■ TEXT BLOCK:
▼

It has recently come to my attention as a relatively new MSW user (2022-present) that MSW makes very serious efforts to enforce copyright laws regarding materials, both written and visual, that are used on the site. This is a good thing, and I agree with such measures. With that said, I would obviously like to stay on the right side of both the law and MSW policy, and so I have a few questions. 

 

1. I have found Pinterest to be of great value as a way to find primary-source images regarding different types of ships. I have, on many occasions, seen Pinterest images used as research aids and posted on the forum, including by myself.  Is that okay, or permitted under Fair Use laws? Who, if anyone, needs to be asked permission or compensated? Are there any citation rules? 

 

2. If I purchase a copy of a book, am I free to post self-taken images of a picture in my copy of the book on the forum, provided I already compensated the creator of the book and am using the materials for non-monetary purposes? 

 

P.S. It seems to me, under a very rudimentary understanding of the concept of Fair Use, that most of the copyrighted materials that would be posted to MSW fall under Fair Use laws, because they are used for research and scholarly purposes, and are not used for any kind of financial gain. Am I correct in this assumption? Or is there something I'm missing? 

 

Posted
29 minutes ago, Ferrus Manus said:

1. I have found Pinterest to be of great value as a way to find primary-source images regarding different types of ships. I have, on many occasions, seen Pinterest images used as research aids and posted on the forum, including by myself.  Is that okay, or permitted under Fair Use laws? Who, if anyone, needs to be asked permission or compensated? Are there any citation rules? 

 

2. If I purchase a copy of a book, am I free to post self-taken images of a picture in my copy of the book on the forum, provided I already compensated the creator of the book and am using the materials for non-monetary purposes? 

 

P.S. It seems to me, under a very rudimentary understanding of the concept of Fair Use, that most of the copyrighted materials that would be posted to MSW fall under Fair Use laws, because they are used for research and scholarly purposes, and are not used for any kind of financial gain. Am I correct in this assumption? Or is there something I'm missing? 

 

  1. Pinterest users upload their own content and are responsible for abiding by copyright laws. Unfortunately, like many third-party sites, Pinterest will only go after IP infringement if the property's original owner files a take-down notice. I suspect that the world is awash in IP owners who are completely unaware that their content has been shared to Pinterest. If you share content from Pinterest to another site, such as MSW, you are responsible to make sure you have the legal right to do so. Bear in mind that Pinterest content consists mainly of images, and sharing an image constitutes sharing an entire creative work, which is not protected by fair use. For more, see https://policy.pinterest.com/en/copyright .

▲

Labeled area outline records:
▼

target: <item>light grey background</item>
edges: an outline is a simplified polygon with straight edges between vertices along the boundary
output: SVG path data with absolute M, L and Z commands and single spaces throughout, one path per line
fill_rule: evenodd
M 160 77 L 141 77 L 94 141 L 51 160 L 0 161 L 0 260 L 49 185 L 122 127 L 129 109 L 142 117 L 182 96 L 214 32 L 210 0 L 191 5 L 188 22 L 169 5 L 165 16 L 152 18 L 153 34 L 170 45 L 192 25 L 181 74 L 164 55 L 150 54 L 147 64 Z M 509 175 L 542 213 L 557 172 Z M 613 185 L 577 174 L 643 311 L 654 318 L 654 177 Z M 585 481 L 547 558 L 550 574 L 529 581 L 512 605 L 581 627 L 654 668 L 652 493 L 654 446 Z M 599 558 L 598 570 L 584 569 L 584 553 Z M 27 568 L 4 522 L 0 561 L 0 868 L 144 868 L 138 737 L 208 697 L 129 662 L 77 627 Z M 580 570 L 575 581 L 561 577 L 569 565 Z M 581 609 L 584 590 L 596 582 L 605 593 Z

▲

■ WHAT IS ASKED:
(1) Please transcribe the part of the copyright forum post from "It has recently" up to and including "a few questions.".
(2) Repeat the records word for word, from their first line up to and including the line with "fill_rule: evenodd".

■ OUTPUTS BY TASK:
(1)
It has recently come to my attention as a relatively new MSW user (2022-present) that MSW makes very serious efforts to enforce copyright laws regarding materials, both written and visual, that are used on the site. This is a good thing, and I agree with such measures. With that said, I would obviously like to stay on the right side of both the law and MSW policy, and so I have a few questions.

(2)
target: <item>light grey background</item>
edges: an outline is a simplified polygon with straight edges between vertices along the boundary
output: SVG path data with absolute M, L and Z commands and single spaces throughout, one path per line
fill_rule: evenodd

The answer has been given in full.